● **作答要求**: 更新下面所有各行，把每处“this photo”替换为“this picture”，其余内容一律不变。答案中不要附图片。

:: 材料

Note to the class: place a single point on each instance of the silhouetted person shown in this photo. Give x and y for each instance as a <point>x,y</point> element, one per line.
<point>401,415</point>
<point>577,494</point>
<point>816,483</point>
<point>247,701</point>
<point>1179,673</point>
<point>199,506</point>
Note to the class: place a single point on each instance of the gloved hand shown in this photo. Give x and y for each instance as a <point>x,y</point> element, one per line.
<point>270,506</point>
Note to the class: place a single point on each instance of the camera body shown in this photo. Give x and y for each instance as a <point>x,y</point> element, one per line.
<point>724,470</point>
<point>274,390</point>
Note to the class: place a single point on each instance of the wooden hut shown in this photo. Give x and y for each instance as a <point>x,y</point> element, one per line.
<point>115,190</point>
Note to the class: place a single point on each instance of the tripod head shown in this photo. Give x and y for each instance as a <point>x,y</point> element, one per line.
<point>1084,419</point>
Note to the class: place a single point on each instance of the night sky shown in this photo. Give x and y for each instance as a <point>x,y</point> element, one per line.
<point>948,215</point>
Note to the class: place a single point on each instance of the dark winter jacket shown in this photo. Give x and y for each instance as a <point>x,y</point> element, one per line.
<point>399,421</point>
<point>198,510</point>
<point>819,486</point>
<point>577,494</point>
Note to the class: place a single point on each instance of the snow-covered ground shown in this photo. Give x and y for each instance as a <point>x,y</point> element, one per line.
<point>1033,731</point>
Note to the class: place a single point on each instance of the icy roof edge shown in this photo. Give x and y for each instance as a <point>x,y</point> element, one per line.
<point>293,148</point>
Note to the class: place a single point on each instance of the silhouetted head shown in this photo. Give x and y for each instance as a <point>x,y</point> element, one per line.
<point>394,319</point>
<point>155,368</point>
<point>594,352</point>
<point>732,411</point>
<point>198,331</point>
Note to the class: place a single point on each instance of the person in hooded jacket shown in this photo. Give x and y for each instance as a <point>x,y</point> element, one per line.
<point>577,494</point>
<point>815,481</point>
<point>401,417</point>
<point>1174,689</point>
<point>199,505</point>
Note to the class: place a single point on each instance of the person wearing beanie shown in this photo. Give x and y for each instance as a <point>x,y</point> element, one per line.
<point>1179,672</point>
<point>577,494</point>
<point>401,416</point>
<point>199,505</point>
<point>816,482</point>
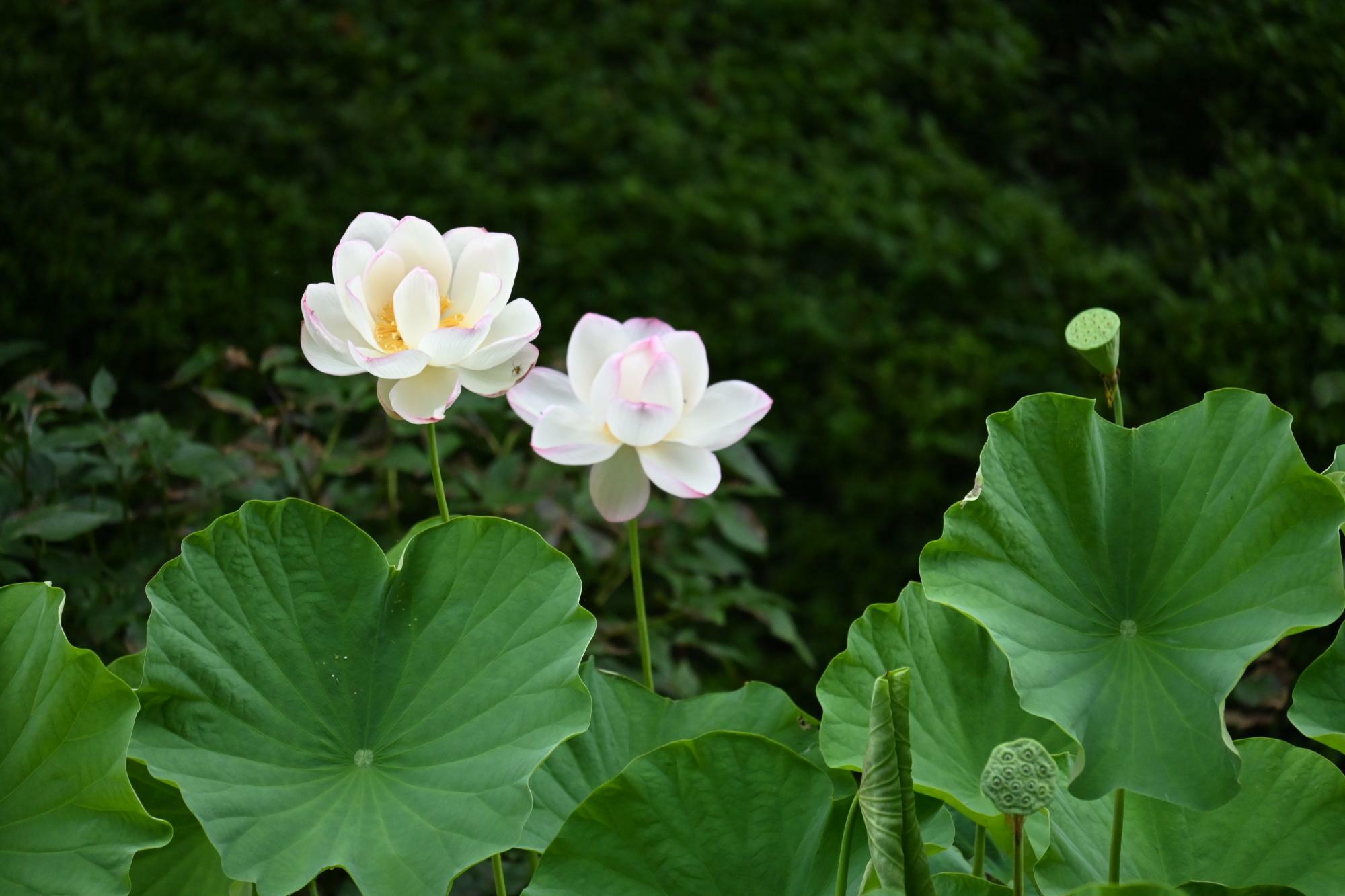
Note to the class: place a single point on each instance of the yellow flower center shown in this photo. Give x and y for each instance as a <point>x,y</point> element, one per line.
<point>389,338</point>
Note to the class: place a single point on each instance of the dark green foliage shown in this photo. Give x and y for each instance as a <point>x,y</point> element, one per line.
<point>884,214</point>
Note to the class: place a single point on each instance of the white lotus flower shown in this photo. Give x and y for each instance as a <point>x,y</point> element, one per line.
<point>426,313</point>
<point>637,405</point>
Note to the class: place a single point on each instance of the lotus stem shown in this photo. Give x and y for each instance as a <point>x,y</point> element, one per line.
<point>1118,823</point>
<point>436,473</point>
<point>1016,822</point>
<point>978,856</point>
<point>847,836</point>
<point>641,622</point>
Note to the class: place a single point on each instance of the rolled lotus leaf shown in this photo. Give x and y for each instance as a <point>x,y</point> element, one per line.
<point>1020,778</point>
<point>1096,334</point>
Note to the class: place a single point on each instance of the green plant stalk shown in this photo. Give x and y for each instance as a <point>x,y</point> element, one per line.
<point>847,836</point>
<point>641,622</point>
<point>1118,823</point>
<point>436,473</point>
<point>1016,822</point>
<point>978,856</point>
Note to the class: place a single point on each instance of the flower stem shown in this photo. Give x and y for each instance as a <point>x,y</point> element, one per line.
<point>1016,821</point>
<point>1118,823</point>
<point>641,622</point>
<point>847,836</point>
<point>435,471</point>
<point>978,856</point>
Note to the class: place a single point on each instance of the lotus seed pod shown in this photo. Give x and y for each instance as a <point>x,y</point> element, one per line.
<point>1096,334</point>
<point>1020,778</point>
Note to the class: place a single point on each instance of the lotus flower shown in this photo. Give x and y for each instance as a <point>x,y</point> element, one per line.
<point>426,313</point>
<point>637,407</point>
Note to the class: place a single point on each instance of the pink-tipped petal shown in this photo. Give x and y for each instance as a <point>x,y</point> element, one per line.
<point>450,345</point>
<point>385,388</point>
<point>381,278</point>
<point>517,325</point>
<point>689,350</point>
<point>496,253</point>
<point>641,423</point>
<point>727,412</point>
<point>326,317</point>
<point>323,357</point>
<point>541,391</point>
<point>350,260</point>
<point>637,364</point>
<point>638,329</point>
<point>371,227</point>
<point>416,306</point>
<point>458,239</point>
<point>399,365</point>
<point>684,471</point>
<point>595,339</point>
<point>424,397</point>
<point>619,487</point>
<point>566,436</point>
<point>357,313</point>
<point>420,245</point>
<point>498,380</point>
<point>664,382</point>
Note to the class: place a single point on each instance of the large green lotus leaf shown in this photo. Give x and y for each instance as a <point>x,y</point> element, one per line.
<point>189,862</point>
<point>630,720</point>
<point>1284,827</point>
<point>1132,575</point>
<point>1319,708</point>
<point>727,813</point>
<point>69,819</point>
<point>962,698</point>
<point>318,708</point>
<point>887,798</point>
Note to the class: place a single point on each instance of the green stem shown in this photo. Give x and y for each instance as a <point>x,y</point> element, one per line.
<point>1016,821</point>
<point>641,622</point>
<point>1118,823</point>
<point>847,836</point>
<point>978,856</point>
<point>498,868</point>
<point>435,471</point>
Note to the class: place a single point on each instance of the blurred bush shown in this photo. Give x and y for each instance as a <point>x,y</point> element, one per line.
<point>884,214</point>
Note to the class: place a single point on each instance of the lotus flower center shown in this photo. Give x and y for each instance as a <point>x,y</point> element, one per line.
<point>389,338</point>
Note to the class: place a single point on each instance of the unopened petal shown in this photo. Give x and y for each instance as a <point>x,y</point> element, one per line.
<point>420,245</point>
<point>641,423</point>
<point>595,339</point>
<point>416,306</point>
<point>619,487</point>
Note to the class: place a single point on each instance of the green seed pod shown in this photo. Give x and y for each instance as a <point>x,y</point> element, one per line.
<point>1020,778</point>
<point>1096,334</point>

::::

● **解答**:
Note to the class: place a single point on each instance of the silhouetted person shown in this picture. Give x and y for each instance as a <point>x,y</point> element, one per line.
<point>401,415</point>
<point>577,494</point>
<point>816,483</point>
<point>247,701</point>
<point>1179,673</point>
<point>199,506</point>
Note to the class: place a single point on each instance of the gloved hand shown in this picture. Give x and y for each instance as a <point>x,y</point> element, one per line.
<point>270,506</point>
Note to the class: place a single point on each instance of the camera body shown in this picture. Give x and y for each instance as a <point>x,y</point> element, one per line.
<point>724,470</point>
<point>274,390</point>
Note to the class: place a single point on each instance of the wooden hut shown in this picture. Give x and y for each instance as a <point>x,y</point> element, one per line.
<point>115,190</point>
Note to the class: place a single point on each instance of the tripod head shown in this picture. Give x and y for each instance as a <point>x,y</point> element, one per line.
<point>1084,419</point>
Note to the class: place a single point on each instance of the night sky shown in this picture. Give x and y for each instance as a <point>x,y</point> element, one per line.
<point>948,215</point>
Note to the class: place a single point on each instance of the dark winter jacket shown in this picture. Give x and y for each instance as a <point>x,y</point> element, one per line.
<point>399,421</point>
<point>198,510</point>
<point>819,486</point>
<point>577,494</point>
Note to the class: place a single point on each instance of the snow-covered ground shown in this picture. Give x and y for each instance as a <point>x,y</point> element, one per line.
<point>1033,731</point>
Note to the class: place a single point on each instance of the icy roof edge shown in this picture. Give x and y for each instance as a <point>x,y</point> element, one per line.
<point>293,148</point>
Note to the class: place a single point on each instance of the silhouetted head shown in this picture. Give x and y for each instance as a <point>x,y</point> element, one per line.
<point>394,319</point>
<point>155,368</point>
<point>594,352</point>
<point>732,411</point>
<point>198,331</point>
Note to the class: place a single point on each instance of the person in hooded jacket shown in this picture. Give x and y for each instance as a <point>x,y</point> element, one per line.
<point>577,494</point>
<point>815,481</point>
<point>401,417</point>
<point>1174,689</point>
<point>199,505</point>
Note to the class: place a single point on each instance of the person wearing beanie shown in this picture. Give x and y for each instance as a <point>x,y</point> element, one per line.
<point>1179,672</point>
<point>577,494</point>
<point>401,416</point>
<point>199,505</point>
<point>816,482</point>
Note to the class: place a single point on each instance of the yellow flower center shown in this picture. Give x and y for each instance as a <point>x,y</point> element, one per line.
<point>389,338</point>
Note to the class: place a single point on each instance of the dark green foliage shown in this picture. Give x and y for each instance as a <point>x,y</point> element, one per line.
<point>884,214</point>
Note to the class: place a single point on each instance of the white lotus flower shown in this picture. Give x and y for each instance as a <point>x,y</point> element, one per line.
<point>426,313</point>
<point>637,405</point>
Note to the class: place a single point on each instance of the lotus stem shown in this picture. Give x and y for each instance as a <point>x,y</point> element, one per line.
<point>1118,823</point>
<point>436,473</point>
<point>1016,822</point>
<point>978,856</point>
<point>847,836</point>
<point>641,622</point>
Note to the class: place a single point on each instance of the rolled lotus leaf shown in this picture. Give x and y for each instance as a <point>x,y</point> element, one per line.
<point>1020,778</point>
<point>1096,334</point>
Note to the class: place a single point on each instance of the green plant stalk shown in this picture. Give x and y for each instance as a <point>x,y</point> element, one per line.
<point>847,836</point>
<point>641,622</point>
<point>1118,823</point>
<point>436,473</point>
<point>1016,822</point>
<point>978,856</point>
Note to the class: place a single point on each instance of the flower stem shown in this picture. Give x and y for each instance as a <point>x,y</point> element, one per line.
<point>1016,821</point>
<point>1118,823</point>
<point>641,622</point>
<point>847,836</point>
<point>435,471</point>
<point>978,856</point>
Note to the class: place a single point on each instance of the lotus seed pod shown in this picture. Give x and y for each instance as a <point>x,y</point> element, one per line.
<point>1096,334</point>
<point>1020,778</point>
Note to the class: place a single point on each instance of the lotus flower shown in this picture. Give x and y for each instance as a <point>x,y</point> element, one per line.
<point>426,313</point>
<point>637,407</point>
Note to the class: place a single point on each instance of the pink-tipped petal shown in this picture. Give x and y for each instance as a <point>x,y</point> element, one per line.
<point>450,345</point>
<point>385,388</point>
<point>381,278</point>
<point>517,325</point>
<point>689,350</point>
<point>496,253</point>
<point>641,423</point>
<point>727,412</point>
<point>326,317</point>
<point>323,357</point>
<point>541,391</point>
<point>350,260</point>
<point>637,364</point>
<point>638,329</point>
<point>371,227</point>
<point>416,306</point>
<point>458,239</point>
<point>399,365</point>
<point>684,471</point>
<point>595,339</point>
<point>424,397</point>
<point>619,487</point>
<point>566,436</point>
<point>357,313</point>
<point>420,245</point>
<point>498,380</point>
<point>664,382</point>
Note to the class: place a single point on each instance of the large green lotus leaf shown in this picture. Give x and y for each instance as a <point>x,y</point> element, one per line.
<point>189,862</point>
<point>630,720</point>
<point>1284,827</point>
<point>1132,575</point>
<point>1319,708</point>
<point>727,813</point>
<point>69,819</point>
<point>962,698</point>
<point>318,708</point>
<point>887,798</point>
Note to the class: place a single point on each instance of the green stem shown in this picture. Give x and y for each instance as a <point>x,y</point> element, one per line.
<point>1016,821</point>
<point>641,622</point>
<point>1118,823</point>
<point>847,836</point>
<point>978,856</point>
<point>498,868</point>
<point>435,471</point>
Note to the class: place a single point on each instance of the blurred bush shown in this picture. Give x and y for each instance as a <point>x,y</point> element, one per line.
<point>884,214</point>
Note to the class: place a single point on each instance of the lotus flower center shown in this picture. Give x and y for each instance as a <point>x,y</point> element, one per line.
<point>389,338</point>
Note to the class: place a single point on each instance of the unopened petal shown in this picture. Give x and y for each instance as a <point>x,y</point> element, one per line.
<point>420,245</point>
<point>641,423</point>
<point>595,339</point>
<point>416,306</point>
<point>619,487</point>
Note to the class: place a single point on each instance of the green seed pod shown in this picture. Give x and y for each instance as a <point>x,y</point> element, one per line.
<point>1020,778</point>
<point>1096,334</point>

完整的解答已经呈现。